Swap "Query term" for "Search phrase" in the material from its first line through the line containing "[240,78,313,88]", inclusive, and give back only those lines with nothing else changed.

### Exercise inputs
>> Begin

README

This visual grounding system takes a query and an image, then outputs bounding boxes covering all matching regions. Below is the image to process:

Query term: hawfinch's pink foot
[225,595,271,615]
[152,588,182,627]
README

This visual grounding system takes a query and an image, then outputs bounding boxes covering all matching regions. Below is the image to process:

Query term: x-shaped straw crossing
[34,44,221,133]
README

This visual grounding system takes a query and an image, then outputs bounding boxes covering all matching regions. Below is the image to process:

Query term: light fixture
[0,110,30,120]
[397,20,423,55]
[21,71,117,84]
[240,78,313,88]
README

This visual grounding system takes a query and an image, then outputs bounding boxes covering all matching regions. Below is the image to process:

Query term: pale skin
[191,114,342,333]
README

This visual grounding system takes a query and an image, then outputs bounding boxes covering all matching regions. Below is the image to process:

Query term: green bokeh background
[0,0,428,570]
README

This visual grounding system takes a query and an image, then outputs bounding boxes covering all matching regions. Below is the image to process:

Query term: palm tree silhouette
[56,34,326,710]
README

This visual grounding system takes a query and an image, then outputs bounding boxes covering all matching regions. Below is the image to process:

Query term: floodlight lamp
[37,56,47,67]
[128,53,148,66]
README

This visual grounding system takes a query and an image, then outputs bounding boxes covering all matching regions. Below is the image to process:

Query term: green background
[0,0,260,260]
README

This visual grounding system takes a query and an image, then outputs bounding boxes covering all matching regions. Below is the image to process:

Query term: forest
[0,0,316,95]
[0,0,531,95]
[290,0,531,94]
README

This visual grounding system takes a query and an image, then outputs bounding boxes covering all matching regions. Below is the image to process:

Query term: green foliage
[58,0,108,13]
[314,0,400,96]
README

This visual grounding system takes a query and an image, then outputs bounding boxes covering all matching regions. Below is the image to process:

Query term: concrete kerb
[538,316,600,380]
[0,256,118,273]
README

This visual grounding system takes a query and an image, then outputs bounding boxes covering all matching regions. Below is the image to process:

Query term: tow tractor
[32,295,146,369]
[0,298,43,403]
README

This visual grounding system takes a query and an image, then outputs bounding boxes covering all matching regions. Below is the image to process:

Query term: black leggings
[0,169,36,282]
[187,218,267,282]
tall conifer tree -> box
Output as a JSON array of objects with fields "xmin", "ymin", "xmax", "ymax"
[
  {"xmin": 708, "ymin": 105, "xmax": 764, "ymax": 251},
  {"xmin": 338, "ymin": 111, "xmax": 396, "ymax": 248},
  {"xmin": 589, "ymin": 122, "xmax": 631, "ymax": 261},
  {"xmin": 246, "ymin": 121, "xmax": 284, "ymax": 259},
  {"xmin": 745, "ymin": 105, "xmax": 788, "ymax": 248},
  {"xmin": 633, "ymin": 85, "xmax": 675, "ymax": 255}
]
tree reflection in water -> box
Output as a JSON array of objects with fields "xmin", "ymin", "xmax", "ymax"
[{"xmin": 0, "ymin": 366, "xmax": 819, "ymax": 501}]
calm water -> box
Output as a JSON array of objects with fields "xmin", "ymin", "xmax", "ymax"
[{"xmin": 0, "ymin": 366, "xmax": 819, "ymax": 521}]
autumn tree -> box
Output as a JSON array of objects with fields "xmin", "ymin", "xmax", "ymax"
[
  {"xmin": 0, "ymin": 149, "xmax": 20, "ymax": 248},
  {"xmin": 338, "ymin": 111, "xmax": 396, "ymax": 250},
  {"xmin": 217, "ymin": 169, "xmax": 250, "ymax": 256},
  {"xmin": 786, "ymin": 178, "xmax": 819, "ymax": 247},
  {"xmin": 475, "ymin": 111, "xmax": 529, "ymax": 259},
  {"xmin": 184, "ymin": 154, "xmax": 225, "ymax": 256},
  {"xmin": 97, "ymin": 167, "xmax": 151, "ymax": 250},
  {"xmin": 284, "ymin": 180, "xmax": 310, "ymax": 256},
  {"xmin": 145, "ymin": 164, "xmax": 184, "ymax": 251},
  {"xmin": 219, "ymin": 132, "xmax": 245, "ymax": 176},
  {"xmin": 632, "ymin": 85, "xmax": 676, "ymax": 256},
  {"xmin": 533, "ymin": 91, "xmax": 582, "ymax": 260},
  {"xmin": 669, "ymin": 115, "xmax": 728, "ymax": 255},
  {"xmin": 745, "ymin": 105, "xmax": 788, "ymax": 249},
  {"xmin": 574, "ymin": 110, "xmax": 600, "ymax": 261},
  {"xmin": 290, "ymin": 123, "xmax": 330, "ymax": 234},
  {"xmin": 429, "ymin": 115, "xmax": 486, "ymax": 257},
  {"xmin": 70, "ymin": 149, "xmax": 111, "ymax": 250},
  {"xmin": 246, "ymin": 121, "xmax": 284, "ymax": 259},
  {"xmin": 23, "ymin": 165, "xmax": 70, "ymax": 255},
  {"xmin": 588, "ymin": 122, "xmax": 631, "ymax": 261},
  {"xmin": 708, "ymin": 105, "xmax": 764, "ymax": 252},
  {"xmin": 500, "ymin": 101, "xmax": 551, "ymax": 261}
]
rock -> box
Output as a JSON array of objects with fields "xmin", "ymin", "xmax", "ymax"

>> End

### Written answer
README

This visual grounding system takes a query and an image, then outputs bounding boxes covering all matching regions. Below is the image to process:

Search phrase: hawfinch's pink foot
[225,595,271,615]
[152,588,182,627]
README

This visual grounding system takes a query and an image, then outputs bounding boxes covering all matching regions. Below is the image to process:

Search phrase: x-shaped straw crossing
[34,44,221,133]
README

This visual grounding system takes a query and an image, then outputs bounding boxes covering all matching regions. Below is the image to process:

Search phrase: light fixture
[0,110,30,120]
[397,20,423,55]
[21,71,117,84]
[240,78,313,88]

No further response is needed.